Task instructions: Change "photograph" to "image" in the entries, starting at the beginning and going on through the line with "[0,510,408,612]", and copy everything else unaltered. Omit the pictures from your answer.

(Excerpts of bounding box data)
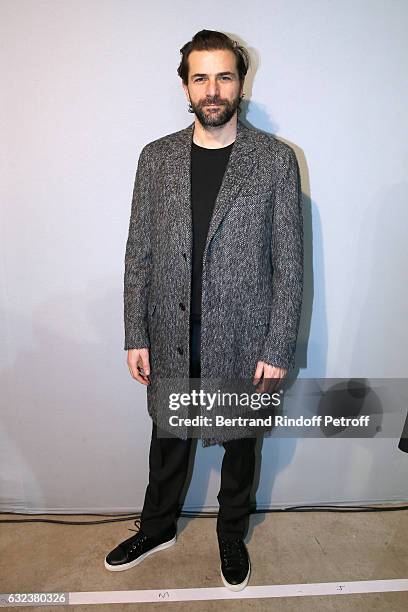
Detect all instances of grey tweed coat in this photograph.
[124,119,303,446]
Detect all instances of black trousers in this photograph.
[140,321,256,537]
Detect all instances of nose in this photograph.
[206,78,220,98]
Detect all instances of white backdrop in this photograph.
[0,0,408,512]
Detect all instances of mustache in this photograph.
[201,100,225,106]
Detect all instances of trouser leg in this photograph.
[217,437,256,538]
[140,423,191,536]
[140,316,200,536]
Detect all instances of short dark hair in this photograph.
[177,30,250,85]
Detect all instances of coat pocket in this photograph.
[244,306,270,325]
[147,300,157,317]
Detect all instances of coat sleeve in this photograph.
[123,145,151,350]
[259,146,303,369]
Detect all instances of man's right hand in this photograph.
[127,348,150,385]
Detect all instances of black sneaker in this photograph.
[105,519,177,572]
[218,536,251,591]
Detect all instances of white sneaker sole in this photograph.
[220,559,251,591]
[104,535,177,572]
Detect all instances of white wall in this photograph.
[0,0,408,512]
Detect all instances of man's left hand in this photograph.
[252,361,287,393]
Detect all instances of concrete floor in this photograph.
[0,510,408,612]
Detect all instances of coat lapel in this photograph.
[168,119,256,260]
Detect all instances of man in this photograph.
[105,30,303,590]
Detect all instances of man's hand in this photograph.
[252,361,287,393]
[127,348,150,385]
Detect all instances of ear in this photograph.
[181,81,190,102]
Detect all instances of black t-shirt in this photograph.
[190,142,234,321]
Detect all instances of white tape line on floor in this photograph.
[69,579,408,605]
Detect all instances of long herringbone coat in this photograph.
[124,119,303,446]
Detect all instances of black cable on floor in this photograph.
[0,505,408,525]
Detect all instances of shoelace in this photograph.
[128,518,140,533]
[128,518,147,552]
[220,538,245,566]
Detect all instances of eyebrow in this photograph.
[191,70,235,79]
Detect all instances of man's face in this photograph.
[183,49,242,127]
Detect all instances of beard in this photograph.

Answer in full:
Detect all instances of grey tweed coat in this image.
[124,119,303,446]
Detect all instances of black trousers in this image.
[140,321,256,537]
Detect all instances of nose in this image.
[206,78,220,98]
Detect all instances of white backdrop in this image.
[0,0,408,512]
Detect all instances of mustache in this image.
[201,100,225,106]
Detect all instances of trouser leg in this image.
[217,437,256,538]
[140,423,191,536]
[140,316,200,536]
Detect all instances of short dark hair in this image.
[177,30,250,85]
Detect all instances of coat pocket in this image.
[244,306,270,325]
[147,300,157,317]
Detect all instances of coat sleeve in this image.
[123,145,151,350]
[259,146,303,369]
Detect all instances of man's right hand in this image.
[127,348,150,385]
Detect all instances of black sneaker in this image.
[105,519,177,572]
[218,536,251,591]
Detect all instances of white sneaker sole in this image.
[220,559,251,591]
[104,535,177,572]
Detect all instances of white wall in this image.
[0,0,408,512]
Detect all instances of man's left hand in this image.
[252,361,287,393]
Detect all instances of concrete floor in this image.
[0,510,408,612]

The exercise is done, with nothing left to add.